- _Texte de la page_:

LUDOVIC DEBEURME

Epiphania

Exposition du 24 janvier au 7 mars 2020
Vernissage en présence de l’artiste le jeudi 23 janvier à partir de 18 h 30
Dédicace le samedi 25 janvier à partir de 15h

Longtemps, le travail graphique de Ludovic Debeurme est resté aussi onirique et clivant que les films de Buñuel ou de Cocteau. Avec Epiphania, sa trilogie parue chez Casterman, il change la donne, empruntant la forme et le rythme du comics pour traiter de questions clés, environnement, terrorisme, refus de l’autre – sans trahir d’un pouce son œil et sa sensibilité. Formellement, Debeurme est aussi brillant avec l’encre, le crayon, le pinceau, le noir et blanc, la couleur.

Aussi, à partir du 24 janvier, la Galerie Martel vous invite à venir admirer le style unique d’un artiste exceptionnel, dans ses multiples variations. L’épiphanie ? C’est la révélation d’une réalité cachée. Dans Epiphania, il est question de créatures « révélées » par la terre. D’étranges croisements d’humanité et d’animalité, corps de bipède dotés d’ailes de chauve-souris, d’un groin ou d’une queue, de pattes arrières de kangourou ou de bois de chamois. Ces Epiphanians sont là pour protéger la nature des ravages de l’humain. Entre les deux espèces, le clash sera cruel. Ballotés dans la mêlée, des personnages sensibles savent, eux, que la vérité n’est jamais univoque. Comme David, le guitariste barbu et chevelu, père adoptif de Koji, le petit Epiphanian…

Créatures protéiformes, hybridations tous azimuts, métamorphoses, le bestiaire sans pareil de Debeurme est là, et bien là – comme sa fascination pour les rapports de filiation et, il va sans dire, sa virtuosité graphique. Ce qui fait dans son œuvre la spécificité d’Epiphania, c’est d’abord que sa trame a précédé de plusieurs années la gestation de l’œuvre. Car d’ordinaire, abordant un récit, cet auteur se lance. Il invente son propre mouvement en dessinant. C’était déjà vrai avec Céphalus (Cornélius, 2002). Avec Epiphania, ce temps de maturation s’accompagne d’une contrainte formelle. Pour chaque page, une grille de six cases en deux colonnes et leurs sous multiples, jusqu’au plein format. Debeurme est un grand amateur de BD franco-belge et de comics, Jack Kirby en tête. Mais le mix de poésie et d’action peut évoquer le Forest de Barbarella voire le Buzzelli de La révolte des ratés.

- _Lignes répertoriées_:
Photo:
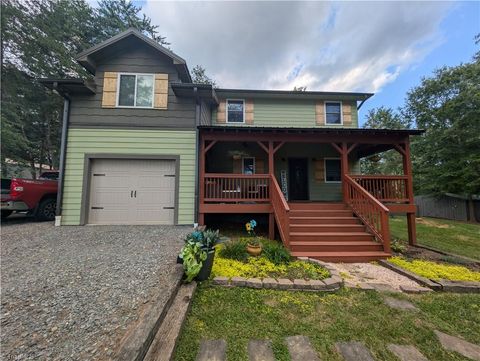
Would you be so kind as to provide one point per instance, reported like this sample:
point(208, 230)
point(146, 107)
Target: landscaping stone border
point(333, 283)
point(441, 285)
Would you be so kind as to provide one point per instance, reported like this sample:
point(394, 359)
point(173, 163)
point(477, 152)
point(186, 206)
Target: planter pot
point(254, 250)
point(206, 267)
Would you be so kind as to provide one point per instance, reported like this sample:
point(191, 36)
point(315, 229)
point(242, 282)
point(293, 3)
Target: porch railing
point(369, 209)
point(231, 188)
point(385, 188)
point(281, 211)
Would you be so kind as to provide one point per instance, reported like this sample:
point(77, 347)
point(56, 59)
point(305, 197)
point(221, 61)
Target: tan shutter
point(259, 166)
point(347, 114)
point(249, 111)
point(221, 111)
point(109, 99)
point(319, 170)
point(320, 112)
point(161, 91)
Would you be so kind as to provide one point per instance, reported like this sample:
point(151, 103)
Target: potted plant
point(254, 247)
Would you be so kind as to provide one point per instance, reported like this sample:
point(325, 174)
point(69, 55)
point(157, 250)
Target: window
point(235, 111)
point(135, 90)
point(249, 165)
point(333, 171)
point(333, 113)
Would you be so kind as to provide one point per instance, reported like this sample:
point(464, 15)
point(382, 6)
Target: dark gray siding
point(205, 114)
point(87, 111)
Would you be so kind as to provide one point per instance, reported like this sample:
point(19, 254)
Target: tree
point(447, 105)
point(389, 162)
point(199, 76)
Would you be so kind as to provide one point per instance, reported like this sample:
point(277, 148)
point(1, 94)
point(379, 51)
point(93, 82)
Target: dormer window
point(135, 90)
point(333, 113)
point(235, 111)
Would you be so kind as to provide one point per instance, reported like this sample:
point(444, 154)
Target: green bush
point(275, 252)
point(236, 250)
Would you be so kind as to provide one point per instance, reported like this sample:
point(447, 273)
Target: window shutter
point(319, 170)
point(347, 114)
point(320, 113)
point(109, 98)
point(221, 111)
point(249, 111)
point(161, 91)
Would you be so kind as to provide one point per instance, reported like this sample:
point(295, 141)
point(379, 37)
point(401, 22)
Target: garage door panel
point(152, 181)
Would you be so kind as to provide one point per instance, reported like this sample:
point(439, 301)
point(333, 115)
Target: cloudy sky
point(380, 47)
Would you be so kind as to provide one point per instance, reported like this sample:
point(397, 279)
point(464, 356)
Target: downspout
point(63, 150)
point(197, 157)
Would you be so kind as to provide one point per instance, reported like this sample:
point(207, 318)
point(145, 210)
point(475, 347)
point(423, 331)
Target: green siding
point(148, 142)
point(288, 113)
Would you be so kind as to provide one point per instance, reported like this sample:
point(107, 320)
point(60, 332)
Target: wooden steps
point(331, 232)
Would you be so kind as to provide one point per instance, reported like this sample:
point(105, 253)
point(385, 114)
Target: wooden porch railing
point(385, 188)
point(281, 211)
point(369, 209)
point(237, 188)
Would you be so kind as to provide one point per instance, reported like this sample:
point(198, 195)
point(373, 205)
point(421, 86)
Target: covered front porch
point(266, 170)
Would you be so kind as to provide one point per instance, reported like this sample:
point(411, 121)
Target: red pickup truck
point(36, 196)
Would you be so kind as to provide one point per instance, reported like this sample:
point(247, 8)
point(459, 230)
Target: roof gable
point(89, 57)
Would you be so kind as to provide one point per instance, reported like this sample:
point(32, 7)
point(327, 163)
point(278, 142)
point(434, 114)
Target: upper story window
point(333, 170)
point(333, 113)
point(235, 111)
point(135, 90)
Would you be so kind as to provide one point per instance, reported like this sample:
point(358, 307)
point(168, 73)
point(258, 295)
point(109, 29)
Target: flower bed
point(232, 260)
point(436, 271)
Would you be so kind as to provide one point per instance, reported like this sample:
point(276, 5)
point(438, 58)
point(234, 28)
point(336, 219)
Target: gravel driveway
point(70, 293)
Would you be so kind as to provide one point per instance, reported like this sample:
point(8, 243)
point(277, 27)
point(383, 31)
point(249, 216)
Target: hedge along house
point(142, 144)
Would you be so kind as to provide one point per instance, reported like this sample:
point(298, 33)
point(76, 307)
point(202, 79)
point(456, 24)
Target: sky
point(380, 47)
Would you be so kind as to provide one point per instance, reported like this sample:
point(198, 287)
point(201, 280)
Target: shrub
point(276, 253)
point(436, 271)
point(236, 250)
point(398, 246)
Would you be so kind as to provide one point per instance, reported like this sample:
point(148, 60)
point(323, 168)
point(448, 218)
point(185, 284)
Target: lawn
point(448, 236)
point(239, 314)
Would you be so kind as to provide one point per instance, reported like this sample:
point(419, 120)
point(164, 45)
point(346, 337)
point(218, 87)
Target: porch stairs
point(331, 232)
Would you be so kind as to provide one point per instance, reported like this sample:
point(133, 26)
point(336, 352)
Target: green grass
point(448, 236)
point(240, 314)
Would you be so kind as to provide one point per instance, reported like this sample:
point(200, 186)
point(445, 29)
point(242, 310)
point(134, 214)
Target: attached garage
point(132, 191)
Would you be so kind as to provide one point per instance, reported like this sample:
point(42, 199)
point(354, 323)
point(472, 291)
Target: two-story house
point(142, 144)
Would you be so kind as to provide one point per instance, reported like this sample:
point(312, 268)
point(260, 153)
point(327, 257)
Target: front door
point(298, 179)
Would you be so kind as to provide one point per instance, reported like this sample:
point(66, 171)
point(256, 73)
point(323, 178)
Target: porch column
point(344, 155)
point(271, 171)
point(201, 179)
point(407, 170)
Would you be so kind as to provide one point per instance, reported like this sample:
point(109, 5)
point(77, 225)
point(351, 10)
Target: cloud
point(344, 46)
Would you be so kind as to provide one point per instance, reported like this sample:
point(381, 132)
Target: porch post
point(344, 164)
point(271, 171)
point(201, 179)
point(407, 170)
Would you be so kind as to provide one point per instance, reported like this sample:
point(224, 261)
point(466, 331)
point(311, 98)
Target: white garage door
point(132, 191)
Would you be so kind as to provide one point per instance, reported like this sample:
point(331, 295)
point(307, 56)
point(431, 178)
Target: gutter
point(63, 151)
point(197, 156)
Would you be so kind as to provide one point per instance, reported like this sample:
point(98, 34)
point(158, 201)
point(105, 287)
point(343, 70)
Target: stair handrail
point(370, 210)
point(281, 210)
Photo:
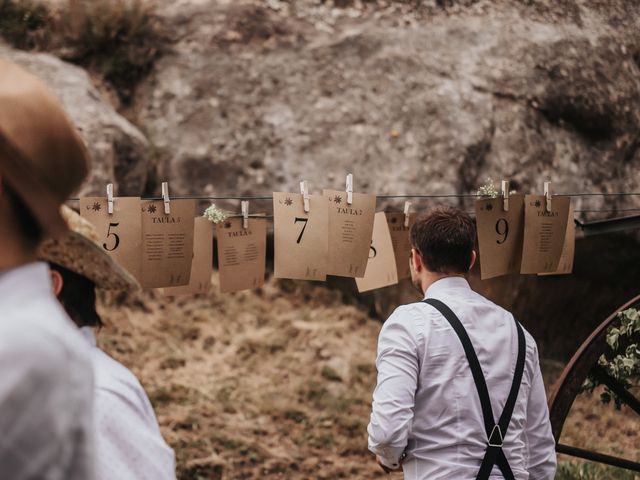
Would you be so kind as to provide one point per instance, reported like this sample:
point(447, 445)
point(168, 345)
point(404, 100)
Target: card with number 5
point(121, 231)
point(500, 235)
point(301, 238)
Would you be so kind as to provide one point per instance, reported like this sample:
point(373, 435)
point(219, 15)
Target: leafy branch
point(623, 361)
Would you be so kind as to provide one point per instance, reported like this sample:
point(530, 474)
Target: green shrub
point(591, 471)
point(118, 39)
point(23, 23)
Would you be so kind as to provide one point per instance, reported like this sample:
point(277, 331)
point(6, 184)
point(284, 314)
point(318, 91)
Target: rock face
point(120, 152)
point(251, 100)
point(254, 97)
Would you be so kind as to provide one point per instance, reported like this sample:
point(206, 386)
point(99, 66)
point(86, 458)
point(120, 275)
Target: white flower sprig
point(215, 215)
point(488, 189)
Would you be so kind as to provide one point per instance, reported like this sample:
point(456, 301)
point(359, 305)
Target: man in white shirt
point(446, 367)
point(46, 381)
point(129, 445)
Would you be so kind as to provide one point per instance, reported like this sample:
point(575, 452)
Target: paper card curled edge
point(544, 233)
point(202, 262)
point(350, 227)
point(167, 243)
point(241, 254)
point(300, 238)
point(121, 231)
point(500, 235)
point(381, 268)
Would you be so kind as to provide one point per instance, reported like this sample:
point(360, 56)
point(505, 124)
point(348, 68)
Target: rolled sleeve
point(540, 442)
point(394, 396)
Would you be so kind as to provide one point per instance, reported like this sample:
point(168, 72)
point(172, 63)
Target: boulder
point(120, 152)
point(252, 99)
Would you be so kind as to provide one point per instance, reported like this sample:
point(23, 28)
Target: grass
point(119, 40)
point(278, 384)
point(591, 471)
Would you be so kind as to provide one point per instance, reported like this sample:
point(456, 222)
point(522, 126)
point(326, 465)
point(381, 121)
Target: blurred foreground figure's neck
point(429, 278)
point(13, 252)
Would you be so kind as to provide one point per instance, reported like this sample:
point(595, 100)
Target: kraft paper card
point(241, 254)
point(300, 239)
point(544, 233)
point(201, 262)
point(350, 228)
point(401, 241)
point(381, 268)
point(167, 243)
point(569, 249)
point(500, 235)
point(121, 232)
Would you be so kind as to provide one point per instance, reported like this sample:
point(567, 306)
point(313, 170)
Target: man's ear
point(474, 257)
point(57, 282)
point(417, 260)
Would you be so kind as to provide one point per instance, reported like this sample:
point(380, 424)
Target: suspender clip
point(496, 439)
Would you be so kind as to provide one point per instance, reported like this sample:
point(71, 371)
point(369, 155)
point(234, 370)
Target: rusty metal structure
point(568, 387)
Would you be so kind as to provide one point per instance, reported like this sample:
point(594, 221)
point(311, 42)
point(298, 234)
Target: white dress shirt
point(46, 383)
point(426, 403)
point(128, 440)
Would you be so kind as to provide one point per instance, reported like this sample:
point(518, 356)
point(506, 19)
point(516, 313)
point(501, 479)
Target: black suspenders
point(495, 431)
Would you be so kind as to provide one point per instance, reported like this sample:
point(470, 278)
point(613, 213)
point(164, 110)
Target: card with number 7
point(121, 231)
point(500, 235)
point(301, 238)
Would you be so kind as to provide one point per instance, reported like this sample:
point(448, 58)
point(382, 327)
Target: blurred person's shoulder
point(39, 333)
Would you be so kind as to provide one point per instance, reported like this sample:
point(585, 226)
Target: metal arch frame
point(568, 386)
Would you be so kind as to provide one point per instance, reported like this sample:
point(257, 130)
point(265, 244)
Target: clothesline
point(445, 195)
point(421, 196)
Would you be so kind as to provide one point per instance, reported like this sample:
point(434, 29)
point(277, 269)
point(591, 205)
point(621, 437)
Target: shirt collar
point(89, 335)
point(25, 281)
point(446, 284)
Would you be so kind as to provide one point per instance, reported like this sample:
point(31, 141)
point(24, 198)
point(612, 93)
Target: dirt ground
point(277, 383)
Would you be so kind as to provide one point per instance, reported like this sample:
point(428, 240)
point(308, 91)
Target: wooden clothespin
point(245, 214)
point(165, 198)
point(505, 195)
point(407, 209)
point(304, 190)
point(110, 198)
point(349, 189)
point(548, 195)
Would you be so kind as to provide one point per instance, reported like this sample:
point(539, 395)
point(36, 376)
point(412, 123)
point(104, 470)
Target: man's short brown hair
point(445, 238)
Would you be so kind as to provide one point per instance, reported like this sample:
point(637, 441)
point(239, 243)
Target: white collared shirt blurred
point(46, 383)
point(426, 403)
point(129, 445)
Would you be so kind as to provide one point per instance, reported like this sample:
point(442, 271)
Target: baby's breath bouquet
point(215, 215)
point(488, 189)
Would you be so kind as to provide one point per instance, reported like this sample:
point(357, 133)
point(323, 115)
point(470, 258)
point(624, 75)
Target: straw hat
point(80, 251)
point(42, 156)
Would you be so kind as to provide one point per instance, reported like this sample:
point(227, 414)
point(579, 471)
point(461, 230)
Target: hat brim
point(44, 206)
point(78, 254)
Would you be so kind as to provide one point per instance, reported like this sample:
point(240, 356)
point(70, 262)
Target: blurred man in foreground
point(129, 445)
point(460, 394)
point(45, 377)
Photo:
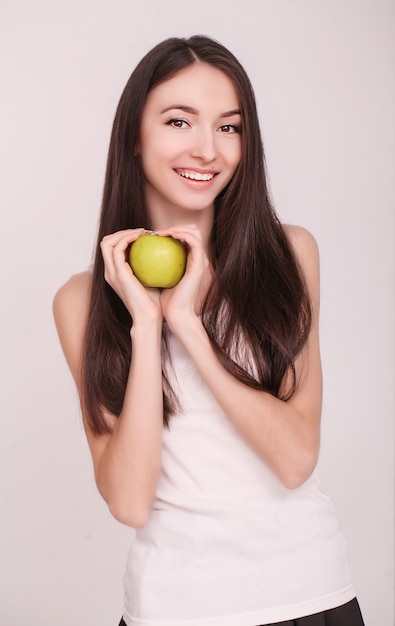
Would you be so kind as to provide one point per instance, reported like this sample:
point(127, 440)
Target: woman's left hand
point(184, 301)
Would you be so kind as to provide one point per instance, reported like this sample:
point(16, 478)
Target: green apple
point(158, 261)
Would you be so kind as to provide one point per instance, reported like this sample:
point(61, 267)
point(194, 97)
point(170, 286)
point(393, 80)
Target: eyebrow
point(193, 111)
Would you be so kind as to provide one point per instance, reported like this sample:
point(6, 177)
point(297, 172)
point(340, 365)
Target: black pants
point(346, 615)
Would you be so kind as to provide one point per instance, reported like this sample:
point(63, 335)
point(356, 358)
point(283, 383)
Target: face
point(190, 142)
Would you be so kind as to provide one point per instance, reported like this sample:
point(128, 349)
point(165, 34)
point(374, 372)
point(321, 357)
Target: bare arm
point(285, 434)
point(127, 461)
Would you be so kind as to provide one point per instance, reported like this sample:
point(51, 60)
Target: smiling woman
point(187, 149)
point(202, 402)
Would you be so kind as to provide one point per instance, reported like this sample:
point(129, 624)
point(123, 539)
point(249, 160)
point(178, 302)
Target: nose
point(204, 145)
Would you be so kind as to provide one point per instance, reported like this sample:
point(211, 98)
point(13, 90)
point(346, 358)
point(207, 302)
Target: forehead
point(199, 85)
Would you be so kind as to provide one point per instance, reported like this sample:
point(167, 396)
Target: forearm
point(129, 467)
point(286, 437)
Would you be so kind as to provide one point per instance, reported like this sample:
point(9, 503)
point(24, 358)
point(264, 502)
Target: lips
point(195, 175)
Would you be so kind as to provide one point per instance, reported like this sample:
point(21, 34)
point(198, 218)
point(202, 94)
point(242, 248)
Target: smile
point(192, 175)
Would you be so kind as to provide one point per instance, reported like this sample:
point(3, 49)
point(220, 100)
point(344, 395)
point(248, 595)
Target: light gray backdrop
point(323, 72)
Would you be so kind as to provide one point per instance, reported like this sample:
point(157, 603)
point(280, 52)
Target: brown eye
point(177, 123)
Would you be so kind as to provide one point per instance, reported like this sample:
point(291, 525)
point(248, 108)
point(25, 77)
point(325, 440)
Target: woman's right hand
point(142, 303)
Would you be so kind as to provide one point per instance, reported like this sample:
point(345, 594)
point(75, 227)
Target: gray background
point(323, 73)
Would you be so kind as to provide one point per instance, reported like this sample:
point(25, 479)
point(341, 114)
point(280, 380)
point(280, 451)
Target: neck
point(203, 219)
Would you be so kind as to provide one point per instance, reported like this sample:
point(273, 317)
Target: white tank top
point(227, 544)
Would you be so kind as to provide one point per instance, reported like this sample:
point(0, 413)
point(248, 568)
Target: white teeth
point(195, 175)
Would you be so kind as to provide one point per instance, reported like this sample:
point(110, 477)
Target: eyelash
point(176, 120)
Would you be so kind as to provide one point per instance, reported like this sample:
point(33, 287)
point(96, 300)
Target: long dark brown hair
point(257, 304)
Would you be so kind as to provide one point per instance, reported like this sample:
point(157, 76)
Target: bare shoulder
point(75, 292)
point(302, 242)
point(70, 310)
point(306, 251)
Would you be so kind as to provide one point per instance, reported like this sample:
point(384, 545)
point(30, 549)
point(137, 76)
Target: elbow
point(135, 516)
point(299, 472)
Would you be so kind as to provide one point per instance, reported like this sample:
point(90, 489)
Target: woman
point(202, 402)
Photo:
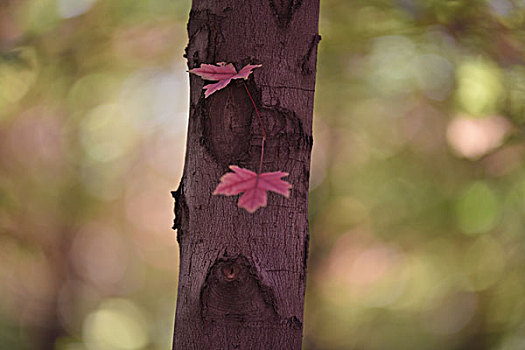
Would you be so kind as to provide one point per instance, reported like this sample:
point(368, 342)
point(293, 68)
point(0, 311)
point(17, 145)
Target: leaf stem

- _Consigne_:
D'après le texte de la page, quels attributs animaux les corps de bipède des créatures d'Epiphania peuvent-ils porter ? Dressez-en la liste complète.

- _Réponse_:
- des ailes de chauve-souris
- un groin
- une queue
- des pattes arrières de kangourou
- des bois de chamois